TASK → Repeat each item below verbatim, line for line.

ENTRIES →
>>>

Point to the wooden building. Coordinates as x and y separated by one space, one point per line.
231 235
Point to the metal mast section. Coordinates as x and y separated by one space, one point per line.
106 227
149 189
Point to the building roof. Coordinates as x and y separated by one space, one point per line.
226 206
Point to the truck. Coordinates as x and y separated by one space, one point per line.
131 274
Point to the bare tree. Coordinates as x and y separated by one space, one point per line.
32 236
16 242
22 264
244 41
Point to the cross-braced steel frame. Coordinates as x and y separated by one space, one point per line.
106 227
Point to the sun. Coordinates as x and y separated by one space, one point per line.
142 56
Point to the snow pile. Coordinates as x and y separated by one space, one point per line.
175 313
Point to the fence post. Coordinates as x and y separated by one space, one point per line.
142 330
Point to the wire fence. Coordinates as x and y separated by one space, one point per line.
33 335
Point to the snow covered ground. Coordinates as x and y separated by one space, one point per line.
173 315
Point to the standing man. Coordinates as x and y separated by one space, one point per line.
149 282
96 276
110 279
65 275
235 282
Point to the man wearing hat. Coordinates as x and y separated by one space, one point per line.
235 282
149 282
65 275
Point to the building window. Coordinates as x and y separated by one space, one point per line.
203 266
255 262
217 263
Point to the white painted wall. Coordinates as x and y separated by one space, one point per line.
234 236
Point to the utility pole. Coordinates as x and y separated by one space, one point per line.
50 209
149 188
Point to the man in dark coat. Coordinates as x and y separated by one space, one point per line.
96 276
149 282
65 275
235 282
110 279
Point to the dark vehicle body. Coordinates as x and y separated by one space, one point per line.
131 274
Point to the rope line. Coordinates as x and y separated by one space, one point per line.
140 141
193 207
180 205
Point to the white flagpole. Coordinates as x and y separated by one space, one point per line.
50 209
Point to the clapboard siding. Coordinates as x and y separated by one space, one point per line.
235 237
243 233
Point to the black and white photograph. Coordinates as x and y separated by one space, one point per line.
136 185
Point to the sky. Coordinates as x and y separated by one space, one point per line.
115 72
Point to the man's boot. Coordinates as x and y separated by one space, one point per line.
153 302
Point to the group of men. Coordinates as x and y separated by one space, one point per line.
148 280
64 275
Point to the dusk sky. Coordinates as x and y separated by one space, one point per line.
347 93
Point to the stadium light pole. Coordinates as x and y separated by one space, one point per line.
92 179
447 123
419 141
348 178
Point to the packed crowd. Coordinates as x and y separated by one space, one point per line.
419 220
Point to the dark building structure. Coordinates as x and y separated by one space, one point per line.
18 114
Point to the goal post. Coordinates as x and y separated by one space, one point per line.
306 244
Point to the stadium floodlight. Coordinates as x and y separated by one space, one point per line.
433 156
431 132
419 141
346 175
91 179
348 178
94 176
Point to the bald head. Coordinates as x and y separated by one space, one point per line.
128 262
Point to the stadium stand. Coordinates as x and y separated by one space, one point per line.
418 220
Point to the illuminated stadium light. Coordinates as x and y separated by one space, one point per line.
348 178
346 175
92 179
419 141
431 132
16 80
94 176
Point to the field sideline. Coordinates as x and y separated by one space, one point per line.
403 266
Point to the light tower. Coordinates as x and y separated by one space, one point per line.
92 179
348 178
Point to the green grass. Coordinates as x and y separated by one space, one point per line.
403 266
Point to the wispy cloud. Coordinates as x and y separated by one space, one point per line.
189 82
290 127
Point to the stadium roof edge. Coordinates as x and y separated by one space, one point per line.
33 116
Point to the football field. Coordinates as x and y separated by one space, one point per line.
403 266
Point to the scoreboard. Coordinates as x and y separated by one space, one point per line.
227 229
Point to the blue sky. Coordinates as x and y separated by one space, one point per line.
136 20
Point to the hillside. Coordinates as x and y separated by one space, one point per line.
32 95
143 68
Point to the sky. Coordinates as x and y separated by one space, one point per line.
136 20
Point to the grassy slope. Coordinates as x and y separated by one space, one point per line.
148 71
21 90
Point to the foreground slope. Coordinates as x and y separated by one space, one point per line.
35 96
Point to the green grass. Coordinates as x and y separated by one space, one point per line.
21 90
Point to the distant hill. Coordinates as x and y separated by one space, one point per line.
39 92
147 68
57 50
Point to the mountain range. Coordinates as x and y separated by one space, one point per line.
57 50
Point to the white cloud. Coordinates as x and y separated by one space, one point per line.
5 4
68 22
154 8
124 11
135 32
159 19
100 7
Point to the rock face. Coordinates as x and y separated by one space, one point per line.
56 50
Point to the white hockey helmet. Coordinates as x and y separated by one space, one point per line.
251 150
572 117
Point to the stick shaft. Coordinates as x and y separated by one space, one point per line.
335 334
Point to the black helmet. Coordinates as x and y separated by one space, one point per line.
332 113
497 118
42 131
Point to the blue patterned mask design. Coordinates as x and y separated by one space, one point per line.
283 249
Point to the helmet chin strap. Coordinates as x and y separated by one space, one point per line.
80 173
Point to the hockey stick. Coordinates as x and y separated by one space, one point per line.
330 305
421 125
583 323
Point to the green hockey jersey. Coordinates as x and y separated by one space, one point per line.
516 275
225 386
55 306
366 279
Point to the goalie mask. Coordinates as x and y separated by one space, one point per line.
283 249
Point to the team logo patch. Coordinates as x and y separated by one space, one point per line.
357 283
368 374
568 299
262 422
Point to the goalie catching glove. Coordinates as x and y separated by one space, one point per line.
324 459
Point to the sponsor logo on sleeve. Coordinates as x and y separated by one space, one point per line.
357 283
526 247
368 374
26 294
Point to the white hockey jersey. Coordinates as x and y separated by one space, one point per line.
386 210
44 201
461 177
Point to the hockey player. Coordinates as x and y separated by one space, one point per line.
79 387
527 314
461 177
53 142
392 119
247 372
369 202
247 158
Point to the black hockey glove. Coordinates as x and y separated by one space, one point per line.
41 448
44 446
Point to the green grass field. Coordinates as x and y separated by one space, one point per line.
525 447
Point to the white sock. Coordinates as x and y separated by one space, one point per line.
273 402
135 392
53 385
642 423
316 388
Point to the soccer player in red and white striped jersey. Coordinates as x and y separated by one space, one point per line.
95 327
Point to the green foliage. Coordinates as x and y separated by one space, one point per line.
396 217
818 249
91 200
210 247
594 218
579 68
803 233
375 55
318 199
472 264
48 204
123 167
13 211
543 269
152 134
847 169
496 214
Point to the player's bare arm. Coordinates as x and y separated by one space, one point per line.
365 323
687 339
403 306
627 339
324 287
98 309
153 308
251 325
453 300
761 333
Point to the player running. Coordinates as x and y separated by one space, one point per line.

<<<

WRITTEN ANSWER →
Point to the wooden building. Coordinates as x and y separated by one space, one point per line.
231 235
Point to the metal mast section. Coordinates as x and y separated by one space, one point per line.
106 227
149 189
Point to the building roof. Coordinates as x and y separated by one space, one point per line.
226 206
Point to the truck. Coordinates as x and y separated by one space, one point per line.
131 274
Point to the bare tree. Coordinates as x and y separated by one space, one point per line.
32 236
16 242
22 264
244 41
Point to the cross-braced steel frame. Coordinates as x and y separated by one space, one point per line.
106 227
Point to the sun. Coordinates as x and y separated by one space, one point per line.
142 56
Point to the snow pile. Coordinates as x and y separated by one space, one point per line.
175 313
Point to the fence post. Coordinates as x and y separated by one space, one point per line.
142 330
Point to the wire fence. Coordinates as x and y separated by one space, one point per line.
33 335
Point to the snow covered ground. Coordinates as x and y separated by one space, one point per line.
173 315
Point to the standing man. Coordinates as x and y separated by one space, one point per line.
149 282
96 276
110 279
65 275
235 282
Point to the man wearing hat. Coordinates as x and y separated by one space, one point per line.
235 282
149 282
65 275
Point to the building window. Coordinates as x and y separated by one space, one point per line.
203 266
255 262
217 263
Point to the white painted wall. Coordinates as x and y separated by one space, one point per line.
234 236
Point to the utility pole. Coordinates as x and y separated by one space, one point per line.
50 209
149 188
Point to the man in dark coat. Coordinates as x and y separated by one space, one point per line.
96 276
149 282
65 275
235 282
110 279
Point to the dark vehicle body. Coordinates as x and y separated by one space, one point per line.
131 274
Point to the rope line. Coordinates as x and y separated by one space, one point per line.
140 141
193 207
180 205
Point to the white flagpole. Coordinates as x and y separated by one space, one point per line.
50 209
Point to the clapboard siding. Coordinates as x and y separated by one space, one point per line.
235 237
243 233
Point to the black and white photograph. Coordinates as x and y separated by one space, one point per line.
136 185
Point to the sky. Coordinates as x and y separated by one space, one point per line.
115 72
Point to the man's boot. Coordinates as x and y separated by one space, one point per line.
153 302
Point to the group of men. Coordinates as x and y separated by one space, one point per line.
148 280
64 275
Point to the dusk sky. Coordinates as x and y separated by one space, one point per line.
347 93
Point to the stadium light pole. Coordinates as x and y separated by one space, one point per line.
92 179
447 123
419 141
348 178
Point to the packed crowd. Coordinates as x and y separated by one space, one point per line.
419 220
Point to the dark building structure. Coordinates as x and y separated by one space, one point per line.
18 114
Point to the goal post. Coordinates as x and y separated by one space, one point per line.
306 244
Point to the stadium floodlight. Coordinates as x and y separated by one space, one point per line.
433 156
431 132
419 141
346 175
91 179
348 178
94 176
Point to the bald head. Coordinates as x and y separated by one space, one point per line.
128 262
Point to the stadium stand. Coordinates as x and y separated by one space, one point per line.
418 220
Point to the illuminated stadium light. Coordinates as x and y separated by one space, one point per line.
348 178
346 175
92 179
419 141
431 132
16 80
94 176
Point to the field sideline. Coordinates as x and y separated by one space, one point per line.
403 266
Point to the light tower. Coordinates as x and y separated by one space, one point per line.
92 179
348 178
Point to the green grass. Coordinates as x and y separated by one space, one point per line.
403 266
Point to the wispy cloud. Coordinates as x and y separated by one space, one point per line.
189 82
290 127
Point to the stadium roof edge. Coordinates as x and y separated by one space, one point per line.
33 116
Point to the football field. Coordinates as x and y separated by one space, one point per line.
403 266
Point to the scoreboard. Coordinates as x and y separated by one space, one point per line.
227 229
Point to the blue sky. Coordinates as x and y separated by one space, one point per line.
136 20
Point to the hillside. Coordinates as x and y separated by one space, one point per line.
32 95
143 68
Point to the sky. Coordinates as x and y separated by one space, one point per line.
136 20
Point to the grassy slope. Coordinates as x and y separated by one space, one point per line.
148 71
21 90
Point to the foreground slope. Coordinates as x and y separated by one space, one point per line.
35 96
Point to the green grass. Coordinates as x and y separated by one space, one point per line.
21 90
Point to the distant hill. Coordinates as x and y separated by one space, one point per line.
39 92
147 68
57 50
Point to the mountain range. Coordinates as x and y separated by one space, one point per line.
57 50
Point to the white cloud. Coordinates as x and y separated by one space, one point per line.
5 4
68 22
154 8
124 11
135 32
159 19
100 7
Point to the rock face. Coordinates as x and y separated by one space, one point per line.
56 50
Point to the white hockey helmet. Coordinates as x and y separated by one space, one point per line.
251 150
572 117
Point to the stick shaft. Coordinates as x and y separated by one space, one point per line.
335 334
Point to the black helmet. Coordinates as x and y separated by one space, one point per line.
332 113
497 118
42 131
Point to the blue patterned mask design. Coordinates as x and y separated by one space, one point per line.
283 249
Point to the helmet chin strap. Coordinates as x and y separated by one space, one point per line.
80 173
Point to the hockey stick. Coordinates as x and y separated by one space, one point per line.
330 305
421 125
583 323
Point to the green hockey jersey. Coordinates as x and y separated by one space, one point per line.
516 275
225 386
55 306
366 279
Point to the goalie mask. Coordinates as x and y separated by one space, one point per line.
283 249
Point to the team logo patch. Coordinates as x and y separated by one space, one point per line.
357 283
368 374
568 299
262 422
Point to the goalie catching glove. Coordinates as x and y separated by one space, one point per line.
324 459
Point to the sponsor logo on sleeve. Coordinates as x and y separated by one space, one point per line.
357 283
526 247
368 374
26 294
Point to the white hockey jersey. Coordinates as x and y separated by one space, one point per line.
386 210
44 201
461 177
Point to the hockey player. Coordinates as x and y separated by one space, one point per line.
79 387
527 314
461 177
53 142
392 119
247 372
369 202
247 158
Point to the black hockey glove. Coordinates as x and y separated by one space, one point per line.
41 448
44 446
Point to the green grass field. Coordinates as x and y separated by one space, one point per line.
525 447
Point to the white sock. Coordinates as x and y separated by one space, one point per line.
273 402
135 392
53 385
642 423
316 388
Point to the soccer player in red and white striped jersey. Coordinates as x and y separated by one space, one point per line.
95 327
Point to the green foliage. Coordinates as x and y separated by one space, one point per line.
396 217
818 249
91 200
210 247
594 218
579 68
803 233
375 55
318 199
472 264
48 204
123 167
13 211
543 269
152 134
847 169
496 214
Point to the player's bare arm. Coordinates as x and y separated by one space, one point per line.
365 323
687 339
403 306
627 339
324 287
98 309
153 308
251 325
453 300
761 333
Point to the player running. Coordinates as x and y separated by one space, one point per line.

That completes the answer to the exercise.